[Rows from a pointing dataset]
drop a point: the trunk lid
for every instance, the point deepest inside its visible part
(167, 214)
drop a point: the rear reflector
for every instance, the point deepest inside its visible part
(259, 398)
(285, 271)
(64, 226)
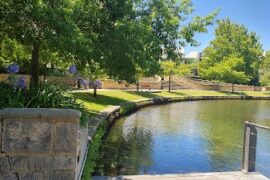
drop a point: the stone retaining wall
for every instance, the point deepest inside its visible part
(38, 144)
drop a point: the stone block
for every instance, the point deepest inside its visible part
(19, 163)
(0, 131)
(4, 165)
(66, 134)
(9, 177)
(26, 136)
(53, 163)
(61, 175)
(31, 176)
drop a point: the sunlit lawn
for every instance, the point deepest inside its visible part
(116, 97)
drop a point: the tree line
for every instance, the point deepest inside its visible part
(121, 38)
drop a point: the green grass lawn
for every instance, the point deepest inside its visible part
(116, 97)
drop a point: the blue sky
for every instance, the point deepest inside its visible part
(254, 14)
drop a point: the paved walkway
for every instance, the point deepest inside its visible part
(237, 175)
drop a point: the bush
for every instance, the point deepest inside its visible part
(45, 96)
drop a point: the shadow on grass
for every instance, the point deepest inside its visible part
(228, 93)
(178, 93)
(144, 94)
(100, 99)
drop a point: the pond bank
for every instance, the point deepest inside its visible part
(107, 117)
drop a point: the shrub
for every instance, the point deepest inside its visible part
(45, 96)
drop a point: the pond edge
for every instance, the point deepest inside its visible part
(105, 119)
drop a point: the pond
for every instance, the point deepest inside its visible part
(185, 137)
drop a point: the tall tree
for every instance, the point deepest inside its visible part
(129, 36)
(265, 68)
(233, 41)
(37, 23)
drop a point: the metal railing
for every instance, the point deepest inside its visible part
(249, 148)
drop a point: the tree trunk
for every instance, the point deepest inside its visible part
(170, 77)
(137, 86)
(95, 92)
(35, 65)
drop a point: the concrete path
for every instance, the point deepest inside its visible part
(237, 175)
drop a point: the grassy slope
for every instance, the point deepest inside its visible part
(116, 97)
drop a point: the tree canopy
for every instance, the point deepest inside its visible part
(233, 56)
(118, 37)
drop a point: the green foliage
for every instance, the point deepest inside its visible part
(45, 96)
(38, 25)
(232, 41)
(13, 52)
(265, 67)
(173, 68)
(227, 70)
(123, 39)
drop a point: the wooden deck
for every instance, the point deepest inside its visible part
(237, 175)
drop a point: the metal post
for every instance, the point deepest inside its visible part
(249, 149)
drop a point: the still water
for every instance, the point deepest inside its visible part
(185, 137)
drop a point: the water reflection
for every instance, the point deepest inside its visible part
(202, 136)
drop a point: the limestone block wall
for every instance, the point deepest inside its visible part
(67, 81)
(193, 84)
(38, 144)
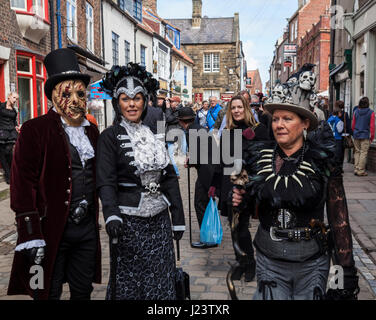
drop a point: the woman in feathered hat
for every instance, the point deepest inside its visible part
(137, 186)
(290, 181)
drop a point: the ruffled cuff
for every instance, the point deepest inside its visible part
(31, 244)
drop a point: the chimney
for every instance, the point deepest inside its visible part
(236, 27)
(196, 13)
(150, 4)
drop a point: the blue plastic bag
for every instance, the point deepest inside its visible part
(211, 228)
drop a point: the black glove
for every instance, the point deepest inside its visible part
(114, 229)
(350, 286)
(35, 255)
(178, 235)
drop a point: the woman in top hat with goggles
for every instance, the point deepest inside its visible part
(290, 181)
(138, 187)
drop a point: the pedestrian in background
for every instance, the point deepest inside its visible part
(172, 110)
(202, 114)
(239, 116)
(336, 124)
(363, 126)
(213, 112)
(8, 132)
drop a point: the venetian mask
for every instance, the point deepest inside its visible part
(69, 99)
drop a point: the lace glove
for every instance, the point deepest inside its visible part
(350, 286)
(35, 255)
(114, 229)
(211, 192)
(178, 235)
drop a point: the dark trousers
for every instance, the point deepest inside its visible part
(75, 261)
(244, 236)
(201, 201)
(340, 152)
(6, 155)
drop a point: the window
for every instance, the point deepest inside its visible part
(137, 9)
(72, 19)
(115, 49)
(30, 85)
(121, 4)
(89, 27)
(211, 62)
(162, 64)
(143, 55)
(127, 50)
(18, 4)
(210, 93)
(39, 7)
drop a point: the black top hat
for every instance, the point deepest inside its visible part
(186, 113)
(61, 65)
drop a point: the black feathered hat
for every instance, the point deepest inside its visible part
(61, 65)
(130, 80)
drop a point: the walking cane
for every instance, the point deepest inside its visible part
(113, 246)
(189, 206)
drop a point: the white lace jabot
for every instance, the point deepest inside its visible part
(79, 139)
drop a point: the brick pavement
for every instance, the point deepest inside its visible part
(208, 268)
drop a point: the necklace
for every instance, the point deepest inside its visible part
(269, 158)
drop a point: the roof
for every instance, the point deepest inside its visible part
(212, 30)
(182, 54)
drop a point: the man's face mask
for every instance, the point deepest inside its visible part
(69, 99)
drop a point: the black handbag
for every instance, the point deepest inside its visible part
(183, 291)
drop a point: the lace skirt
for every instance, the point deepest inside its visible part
(144, 260)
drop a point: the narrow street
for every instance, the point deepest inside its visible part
(208, 268)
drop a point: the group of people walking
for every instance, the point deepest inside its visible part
(62, 167)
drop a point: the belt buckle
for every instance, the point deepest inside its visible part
(272, 234)
(152, 187)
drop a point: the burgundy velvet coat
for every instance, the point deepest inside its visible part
(40, 190)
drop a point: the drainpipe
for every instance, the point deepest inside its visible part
(58, 14)
(51, 5)
(104, 59)
(332, 53)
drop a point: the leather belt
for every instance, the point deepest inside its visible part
(296, 234)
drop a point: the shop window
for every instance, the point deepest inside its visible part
(39, 7)
(30, 86)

§ What to work on: Reproduce every line of the listing above verbatim, omitting the pictures from your answer.

§ Solution to the exercise:
drop a point: the trunk lid
for every instance, the point deepest inside its visible part
(167, 214)
drop a point: the rear reflector
for every instance, the point deepest inside its visible part
(259, 398)
(285, 271)
(64, 226)
drop a point: the stone retaining wall
for every instance, the point deepest inside its visible part
(38, 144)
drop a point: the stone block
for every instance, the point deepest inside its visible part
(19, 163)
(0, 131)
(4, 165)
(66, 134)
(9, 177)
(26, 136)
(53, 163)
(61, 175)
(31, 176)
drop a point: the sunlit lawn
for every instance, the point deepest inside its visible part
(116, 97)
drop a point: the tree line
for every instance, the point deepest inside its visible part
(121, 38)
drop a point: the green grass lawn
for every instance, the point deepest inside its visible part
(116, 97)
drop a point: the blue sky
for every instance, the point deepest inside its visible part
(254, 14)
drop a point: the paved walkway
for every instance, the point deepest inside its visible part
(237, 175)
drop a point: the bush
for every instance, the point deepest inside its visible part
(45, 96)
drop a point: the shadow on grass
for every instance, the point deepest inside its visible part
(228, 93)
(178, 93)
(144, 94)
(100, 99)
drop a point: the pond bank
for every instance, the point deepest inside its visible part
(107, 117)
drop a point: the shrub
for every instance, the point deepest inside its visible part
(45, 96)
drop a point: the pond edge
for every instance, the point deepest inside its visible part
(105, 119)
drop a point: the pond
for every instance, the point deepest inside its visible part
(185, 137)
drop a point: the tall tree
for every instance, the point deepest inside its visible part
(129, 36)
(265, 68)
(233, 41)
(37, 23)
drop a point: the metal railing
for every instance, the point deepest inside its visible part
(249, 148)
drop a point: the tree trunk
for every instance, the point deepest inside its visible part
(170, 77)
(137, 86)
(95, 92)
(35, 65)
drop a point: the concrete path
for every instance, the point deepest inside its visible part
(237, 175)
drop a point: the grassy slope
for every instance, the point deepest inside its visible part
(116, 97)
drop a point: the tree canopy
for every instance, the point deepest inside its visible part
(233, 56)
(118, 37)
drop a point: the green foliage
for every instance, the point deepest inside its visible part
(45, 96)
(38, 25)
(232, 41)
(13, 52)
(265, 67)
(173, 68)
(227, 70)
(123, 39)
drop a point: the wooden deck
for every instance, the point deepest inside its visible part
(237, 175)
drop a point: the metal post
for every instance, the point deepest inside its visible part
(249, 149)
drop a point: the still water
for every instance, the point deepest inside its visible part
(185, 137)
drop a point: the water reflection
for every instance, the point deepest inside its visible part
(202, 136)
drop a point: the limestone block wall
for every instance, the point deepest inside its visible part
(67, 81)
(193, 84)
(38, 144)
drop a point: the woman in feathered hat
for every instance, the point deepest inside its visible part
(137, 186)
(290, 181)
drop a point: the ruffled cuff
for every instance, the point deepest inside its visible part
(31, 244)
drop a point: the chimney
for every instance, the point deepest inside its visible part
(236, 27)
(196, 13)
(150, 4)
drop a point: the blue plastic bag
for every instance, the point deepest inside its visible part
(211, 228)
drop a point: the black glove
for every instance, the point deepest inside its visible part
(114, 229)
(350, 286)
(35, 255)
(178, 235)
drop a point: the woman in top hat with goggles
for every instance, the point deepest inside its visible part
(290, 181)
(138, 187)
drop a point: the pedestrian in background
for every instance, the point deepest inside its visible part
(172, 110)
(202, 114)
(239, 116)
(336, 124)
(363, 126)
(213, 112)
(8, 132)
drop a point: the venetian mask
for every instance, the point deepest inside its visible part
(69, 99)
drop a point: the lace glove
for every instance, the point deepest inside its visible part
(350, 286)
(35, 255)
(114, 229)
(211, 192)
(178, 235)
drop a point: the dark trousers
for every instance, the point deepest inside its visible part
(75, 261)
(244, 236)
(201, 201)
(340, 152)
(6, 155)
drop a point: the window
for every instance, the point deepest inside its visible part
(137, 9)
(72, 19)
(115, 49)
(30, 85)
(121, 4)
(89, 27)
(211, 62)
(162, 64)
(143, 55)
(127, 50)
(18, 4)
(210, 93)
(39, 7)
drop a point: the black top hat
for every instance, the point deepest inside its visible part
(186, 113)
(61, 65)
drop a point: the black feathered hat
for every instance, the point deepest inside its visible part
(61, 65)
(130, 80)
drop a point: the walking cane
for every instance, the point deepest inside its visible part
(113, 246)
(189, 206)
drop a point: the white lace jabot
for every instance, the point deepest inside its visible part
(79, 139)
drop a point: the brick pavement
for every instance, the point deepest inside its visible part
(208, 268)
drop a point: the necklace
for every instance, the point deepest inside its visible part
(269, 158)
drop a point: the roof
for every instance, the point deepest inside its visible part
(212, 30)
(182, 54)
drop a point: the man's face mask
for every instance, the point deepest inside its visible part
(69, 99)
drop a point: the black handbag
for every instance, the point deepest inside its visible part
(183, 291)
drop a point: the lace skirt
for every instance, the point deepest inside its visible part
(144, 260)
drop a point: the narrow street
for every instance, the point deepest inside its visible part
(208, 268)
drop a point: the group of people walking
for every instance, the point deepest inside its visible part
(62, 167)
drop a point: the belt buckle
for every instance, the point deepest inside its visible part
(272, 234)
(152, 187)
drop a point: the burgundy velvet coat
for every instance, the point deepest inside its visible part
(40, 190)
drop a point: the drainpipe
for every instance, the point deepest inside its visible part
(58, 14)
(51, 5)
(104, 59)
(332, 53)
drop a point: the leather belt
for every instance, the point deepest inside its visible part
(296, 234)
drop a point: the shop window
for every instance, the point deepest inside its visible part
(39, 7)
(30, 86)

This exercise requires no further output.